-- Given data follows --

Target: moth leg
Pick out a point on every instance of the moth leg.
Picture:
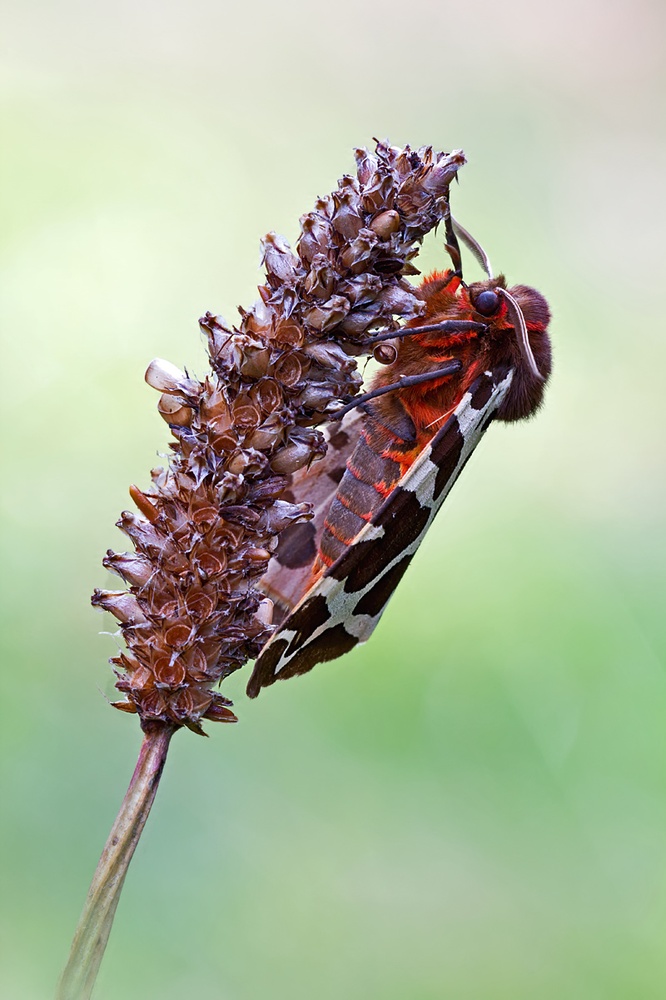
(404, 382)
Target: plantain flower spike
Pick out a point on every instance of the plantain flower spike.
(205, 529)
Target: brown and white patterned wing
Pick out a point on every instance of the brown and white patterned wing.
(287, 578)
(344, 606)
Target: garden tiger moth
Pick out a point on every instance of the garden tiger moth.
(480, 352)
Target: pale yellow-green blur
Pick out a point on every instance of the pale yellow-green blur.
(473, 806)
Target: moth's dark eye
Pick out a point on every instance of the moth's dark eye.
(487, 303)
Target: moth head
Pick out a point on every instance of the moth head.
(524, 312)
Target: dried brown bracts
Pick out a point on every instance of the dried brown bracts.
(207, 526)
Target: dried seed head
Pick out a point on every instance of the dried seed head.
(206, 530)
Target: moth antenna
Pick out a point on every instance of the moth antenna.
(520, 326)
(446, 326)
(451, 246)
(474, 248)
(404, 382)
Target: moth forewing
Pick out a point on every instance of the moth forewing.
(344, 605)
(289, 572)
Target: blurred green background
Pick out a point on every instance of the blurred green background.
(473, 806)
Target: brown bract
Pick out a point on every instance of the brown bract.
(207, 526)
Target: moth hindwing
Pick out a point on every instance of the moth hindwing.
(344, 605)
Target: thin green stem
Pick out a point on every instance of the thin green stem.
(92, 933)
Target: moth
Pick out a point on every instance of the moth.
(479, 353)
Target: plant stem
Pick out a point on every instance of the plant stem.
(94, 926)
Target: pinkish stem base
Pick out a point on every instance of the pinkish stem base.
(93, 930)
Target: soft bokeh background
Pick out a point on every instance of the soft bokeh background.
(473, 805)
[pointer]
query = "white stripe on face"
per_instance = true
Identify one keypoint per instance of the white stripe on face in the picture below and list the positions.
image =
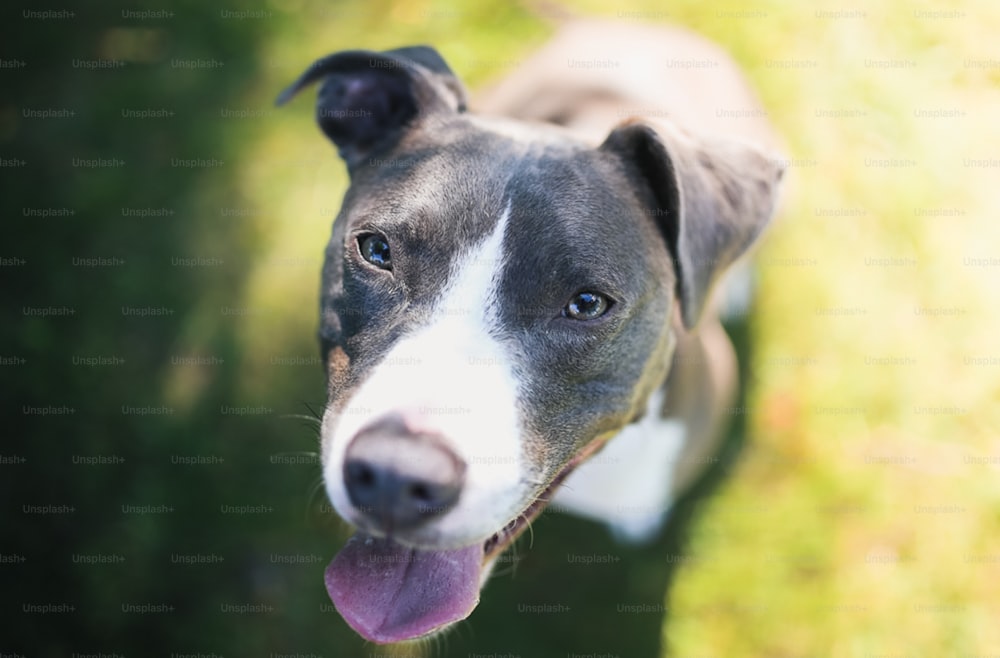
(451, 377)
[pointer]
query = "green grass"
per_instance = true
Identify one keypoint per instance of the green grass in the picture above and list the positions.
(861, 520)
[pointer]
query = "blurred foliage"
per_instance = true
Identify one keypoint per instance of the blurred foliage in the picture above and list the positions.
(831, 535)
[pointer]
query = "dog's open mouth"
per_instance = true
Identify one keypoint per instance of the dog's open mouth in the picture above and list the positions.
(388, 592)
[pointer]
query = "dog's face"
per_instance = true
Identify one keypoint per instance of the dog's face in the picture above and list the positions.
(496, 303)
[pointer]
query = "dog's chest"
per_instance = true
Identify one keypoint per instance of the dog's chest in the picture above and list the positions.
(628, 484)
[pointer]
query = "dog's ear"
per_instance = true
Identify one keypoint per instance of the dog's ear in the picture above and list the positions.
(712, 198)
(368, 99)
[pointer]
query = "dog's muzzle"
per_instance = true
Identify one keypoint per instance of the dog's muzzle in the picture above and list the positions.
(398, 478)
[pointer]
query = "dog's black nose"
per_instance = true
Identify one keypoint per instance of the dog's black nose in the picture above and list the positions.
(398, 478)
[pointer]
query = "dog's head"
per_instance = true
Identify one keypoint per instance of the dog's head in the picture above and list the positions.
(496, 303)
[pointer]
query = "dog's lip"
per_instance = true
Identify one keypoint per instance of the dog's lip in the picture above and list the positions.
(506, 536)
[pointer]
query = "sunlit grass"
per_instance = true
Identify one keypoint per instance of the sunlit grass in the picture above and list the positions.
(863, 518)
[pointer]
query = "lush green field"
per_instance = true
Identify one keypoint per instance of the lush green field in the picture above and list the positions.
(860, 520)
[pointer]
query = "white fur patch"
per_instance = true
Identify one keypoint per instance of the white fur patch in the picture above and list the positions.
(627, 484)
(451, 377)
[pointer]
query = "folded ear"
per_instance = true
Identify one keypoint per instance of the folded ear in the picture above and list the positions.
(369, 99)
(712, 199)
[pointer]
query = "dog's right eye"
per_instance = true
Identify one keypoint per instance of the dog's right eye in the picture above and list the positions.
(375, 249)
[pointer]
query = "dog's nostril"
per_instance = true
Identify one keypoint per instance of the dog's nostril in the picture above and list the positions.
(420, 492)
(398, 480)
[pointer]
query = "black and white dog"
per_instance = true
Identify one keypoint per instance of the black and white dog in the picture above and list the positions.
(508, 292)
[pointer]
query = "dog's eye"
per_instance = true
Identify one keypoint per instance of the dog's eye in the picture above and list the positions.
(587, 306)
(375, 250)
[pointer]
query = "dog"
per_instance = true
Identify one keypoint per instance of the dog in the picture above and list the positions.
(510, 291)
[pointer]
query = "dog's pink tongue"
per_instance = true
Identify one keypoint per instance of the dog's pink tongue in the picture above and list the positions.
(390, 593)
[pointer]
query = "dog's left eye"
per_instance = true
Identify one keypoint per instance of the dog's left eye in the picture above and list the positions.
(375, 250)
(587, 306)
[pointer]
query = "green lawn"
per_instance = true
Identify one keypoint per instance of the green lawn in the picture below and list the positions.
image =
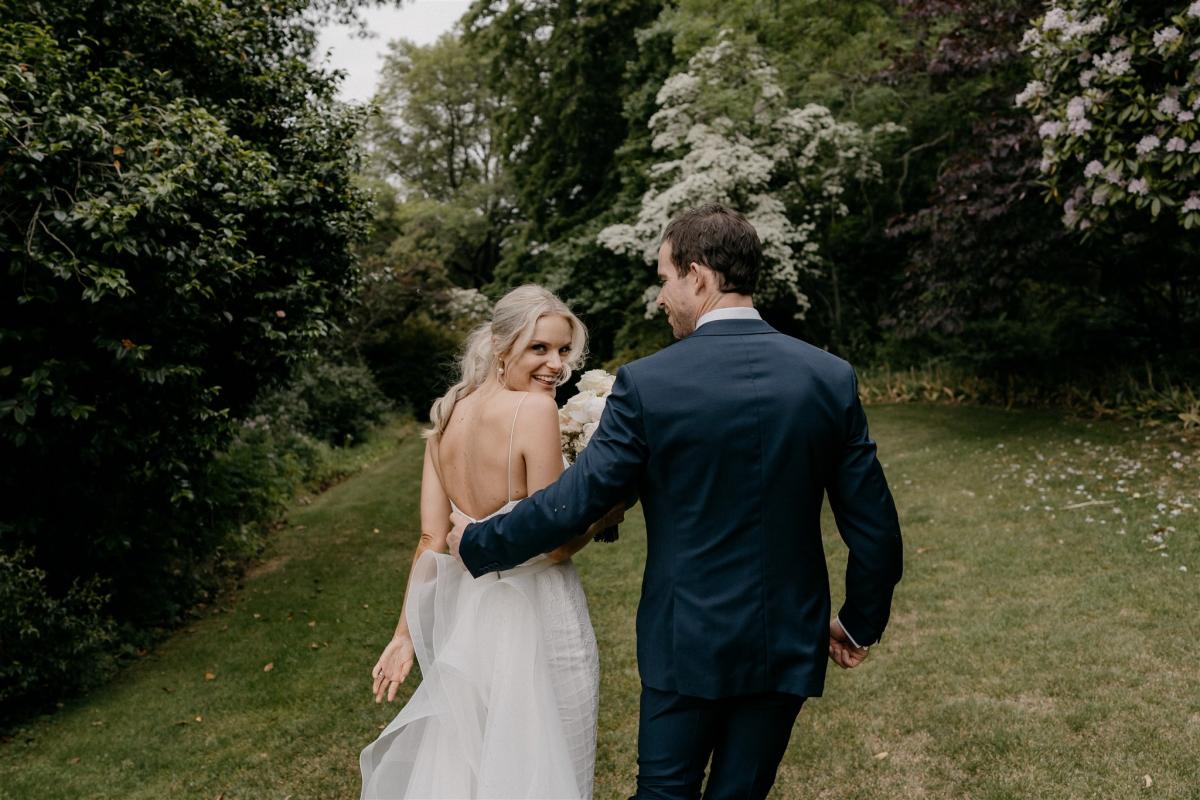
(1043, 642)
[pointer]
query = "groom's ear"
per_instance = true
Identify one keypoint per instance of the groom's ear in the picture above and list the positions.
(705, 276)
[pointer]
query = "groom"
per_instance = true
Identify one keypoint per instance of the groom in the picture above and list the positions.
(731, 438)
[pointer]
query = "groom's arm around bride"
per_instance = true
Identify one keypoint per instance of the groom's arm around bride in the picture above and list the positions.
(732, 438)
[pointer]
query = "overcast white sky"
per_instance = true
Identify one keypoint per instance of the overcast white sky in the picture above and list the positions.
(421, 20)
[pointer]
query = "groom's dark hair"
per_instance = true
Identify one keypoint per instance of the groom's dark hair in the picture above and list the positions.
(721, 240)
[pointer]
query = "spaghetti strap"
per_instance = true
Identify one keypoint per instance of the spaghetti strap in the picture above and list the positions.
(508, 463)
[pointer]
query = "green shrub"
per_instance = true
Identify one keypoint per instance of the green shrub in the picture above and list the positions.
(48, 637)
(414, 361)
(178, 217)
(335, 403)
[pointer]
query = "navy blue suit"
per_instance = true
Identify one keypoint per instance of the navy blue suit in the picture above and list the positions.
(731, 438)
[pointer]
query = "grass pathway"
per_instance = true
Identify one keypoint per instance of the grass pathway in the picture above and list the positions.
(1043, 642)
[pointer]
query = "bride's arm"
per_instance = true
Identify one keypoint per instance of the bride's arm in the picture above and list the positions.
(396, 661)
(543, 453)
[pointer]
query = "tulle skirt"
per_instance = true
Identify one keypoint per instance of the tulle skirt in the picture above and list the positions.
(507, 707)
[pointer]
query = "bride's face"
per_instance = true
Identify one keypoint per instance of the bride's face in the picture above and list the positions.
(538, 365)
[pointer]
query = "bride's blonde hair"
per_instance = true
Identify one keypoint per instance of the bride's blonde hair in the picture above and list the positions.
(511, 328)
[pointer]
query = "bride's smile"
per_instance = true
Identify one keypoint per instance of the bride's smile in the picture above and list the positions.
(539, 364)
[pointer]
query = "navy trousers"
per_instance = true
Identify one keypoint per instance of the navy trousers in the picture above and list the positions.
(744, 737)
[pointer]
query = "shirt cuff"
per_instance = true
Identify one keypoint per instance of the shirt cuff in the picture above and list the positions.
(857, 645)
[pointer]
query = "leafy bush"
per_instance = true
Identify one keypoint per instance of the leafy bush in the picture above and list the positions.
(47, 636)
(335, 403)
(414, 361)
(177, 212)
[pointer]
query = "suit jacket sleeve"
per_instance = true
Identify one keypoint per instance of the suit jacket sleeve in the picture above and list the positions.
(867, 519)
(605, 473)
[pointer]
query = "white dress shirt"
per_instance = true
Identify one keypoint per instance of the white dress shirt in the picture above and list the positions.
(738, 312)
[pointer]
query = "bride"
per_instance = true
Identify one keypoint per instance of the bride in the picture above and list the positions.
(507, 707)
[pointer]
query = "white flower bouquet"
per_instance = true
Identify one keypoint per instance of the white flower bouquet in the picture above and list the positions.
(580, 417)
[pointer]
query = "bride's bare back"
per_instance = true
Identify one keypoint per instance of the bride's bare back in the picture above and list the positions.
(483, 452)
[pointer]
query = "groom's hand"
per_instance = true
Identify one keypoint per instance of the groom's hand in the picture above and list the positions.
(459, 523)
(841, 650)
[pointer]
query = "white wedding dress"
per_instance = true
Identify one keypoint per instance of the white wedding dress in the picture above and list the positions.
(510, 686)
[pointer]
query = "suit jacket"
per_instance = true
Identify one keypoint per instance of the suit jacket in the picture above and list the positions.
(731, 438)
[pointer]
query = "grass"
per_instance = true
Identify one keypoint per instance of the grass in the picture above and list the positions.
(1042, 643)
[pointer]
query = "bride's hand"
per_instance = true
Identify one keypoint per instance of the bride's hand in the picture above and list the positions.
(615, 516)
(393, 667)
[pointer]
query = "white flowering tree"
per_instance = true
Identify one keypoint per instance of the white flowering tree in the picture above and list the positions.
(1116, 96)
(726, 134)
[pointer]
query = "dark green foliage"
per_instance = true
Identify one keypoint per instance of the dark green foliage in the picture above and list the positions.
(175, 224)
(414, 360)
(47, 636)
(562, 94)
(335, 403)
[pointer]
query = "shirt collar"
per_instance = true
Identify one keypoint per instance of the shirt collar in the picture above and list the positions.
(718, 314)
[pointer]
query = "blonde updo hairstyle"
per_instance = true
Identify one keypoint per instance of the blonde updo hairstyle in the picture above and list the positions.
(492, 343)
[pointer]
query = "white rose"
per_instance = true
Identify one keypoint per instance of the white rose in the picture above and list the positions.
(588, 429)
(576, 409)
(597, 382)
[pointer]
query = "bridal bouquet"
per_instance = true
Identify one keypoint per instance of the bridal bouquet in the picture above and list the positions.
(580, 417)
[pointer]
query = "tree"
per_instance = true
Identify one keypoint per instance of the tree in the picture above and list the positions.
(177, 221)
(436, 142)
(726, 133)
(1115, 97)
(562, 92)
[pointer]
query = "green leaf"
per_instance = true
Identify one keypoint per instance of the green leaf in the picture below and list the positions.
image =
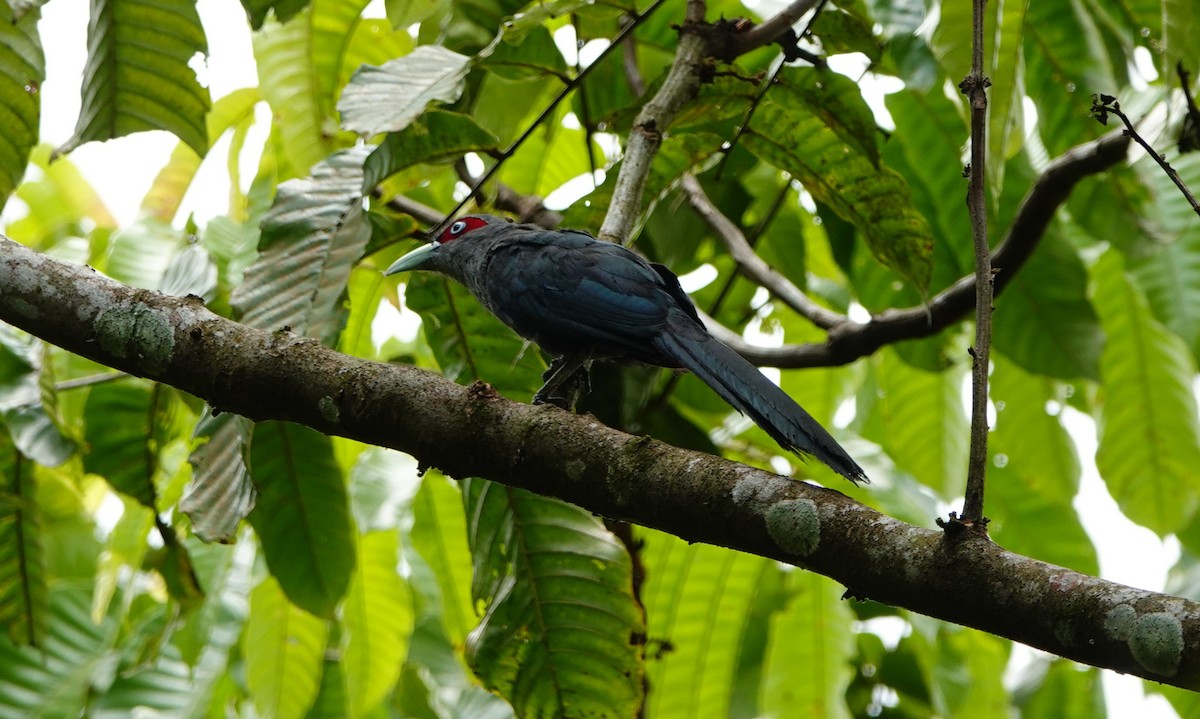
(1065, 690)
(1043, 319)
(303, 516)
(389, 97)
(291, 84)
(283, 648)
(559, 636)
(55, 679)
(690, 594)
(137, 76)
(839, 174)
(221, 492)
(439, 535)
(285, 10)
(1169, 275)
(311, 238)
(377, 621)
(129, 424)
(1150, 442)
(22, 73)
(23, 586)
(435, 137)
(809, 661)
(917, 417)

-- Given data concluded --

* [Your instructions]: List, from the entries above, every line in which the word "stripe" shows up.

* [Solved exercise]:
query = "white stripe on face"
Identify one keypoint per instance of the white stripe on face in the picture below and list the positions.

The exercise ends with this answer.